What the exercise asks:
In the listing below, report every line that contains the string "shoulder".

Source records:
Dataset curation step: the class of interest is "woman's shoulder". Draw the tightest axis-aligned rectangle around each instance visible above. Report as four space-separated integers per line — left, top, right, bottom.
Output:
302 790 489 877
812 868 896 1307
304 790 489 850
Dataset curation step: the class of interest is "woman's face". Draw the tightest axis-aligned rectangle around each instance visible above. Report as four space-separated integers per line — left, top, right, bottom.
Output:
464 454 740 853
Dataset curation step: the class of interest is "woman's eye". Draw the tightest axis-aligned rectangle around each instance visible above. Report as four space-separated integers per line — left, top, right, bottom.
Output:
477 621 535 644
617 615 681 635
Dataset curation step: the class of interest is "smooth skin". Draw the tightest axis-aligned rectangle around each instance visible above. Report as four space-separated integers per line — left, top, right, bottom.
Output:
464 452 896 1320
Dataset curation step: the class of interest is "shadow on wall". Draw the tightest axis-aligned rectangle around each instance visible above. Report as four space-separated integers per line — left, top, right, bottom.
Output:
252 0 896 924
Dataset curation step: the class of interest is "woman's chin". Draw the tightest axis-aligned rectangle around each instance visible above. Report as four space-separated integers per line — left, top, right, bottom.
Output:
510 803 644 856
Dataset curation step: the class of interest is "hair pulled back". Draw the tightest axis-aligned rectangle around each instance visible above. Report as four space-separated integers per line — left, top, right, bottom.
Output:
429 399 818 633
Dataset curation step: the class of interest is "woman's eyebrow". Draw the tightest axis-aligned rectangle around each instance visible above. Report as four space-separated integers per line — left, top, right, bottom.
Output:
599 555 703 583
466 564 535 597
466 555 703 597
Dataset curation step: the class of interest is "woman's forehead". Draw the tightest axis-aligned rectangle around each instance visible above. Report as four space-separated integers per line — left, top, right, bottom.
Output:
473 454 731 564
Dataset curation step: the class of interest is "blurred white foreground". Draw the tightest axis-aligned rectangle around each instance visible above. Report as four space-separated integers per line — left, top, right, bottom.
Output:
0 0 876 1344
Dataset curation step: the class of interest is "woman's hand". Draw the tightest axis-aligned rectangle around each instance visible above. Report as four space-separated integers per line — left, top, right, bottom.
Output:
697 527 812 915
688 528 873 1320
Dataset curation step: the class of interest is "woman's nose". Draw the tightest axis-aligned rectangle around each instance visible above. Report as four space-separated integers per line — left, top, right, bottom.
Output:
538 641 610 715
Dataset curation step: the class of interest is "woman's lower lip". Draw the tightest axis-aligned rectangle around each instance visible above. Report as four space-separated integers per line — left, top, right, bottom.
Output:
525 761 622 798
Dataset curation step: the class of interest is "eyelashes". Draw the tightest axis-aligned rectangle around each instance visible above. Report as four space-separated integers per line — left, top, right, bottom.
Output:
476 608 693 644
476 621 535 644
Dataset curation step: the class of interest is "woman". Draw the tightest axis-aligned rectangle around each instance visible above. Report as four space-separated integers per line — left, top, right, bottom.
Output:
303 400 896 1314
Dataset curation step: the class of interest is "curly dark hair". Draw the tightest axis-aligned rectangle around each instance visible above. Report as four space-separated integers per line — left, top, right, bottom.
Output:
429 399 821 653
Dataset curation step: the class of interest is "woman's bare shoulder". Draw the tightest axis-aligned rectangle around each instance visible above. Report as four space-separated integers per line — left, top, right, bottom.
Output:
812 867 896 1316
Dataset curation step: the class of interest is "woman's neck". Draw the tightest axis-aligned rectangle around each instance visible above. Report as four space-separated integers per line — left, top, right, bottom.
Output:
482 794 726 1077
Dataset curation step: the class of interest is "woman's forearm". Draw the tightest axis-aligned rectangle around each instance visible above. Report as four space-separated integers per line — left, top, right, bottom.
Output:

The result:
Dataset curation step: the class of interest is "woman's shoulder". Draw the tightest axis-aligned rectangle around each instance visible above. Report as four space-separated integers per line — left, top, right, bottom.
Dataset curation step: the class of interest is "woman's bare shoulder". Draw the tightest axis-aligned rectangle around each instance visible above. Report as four space-separated integers per line — left, top, right, bottom.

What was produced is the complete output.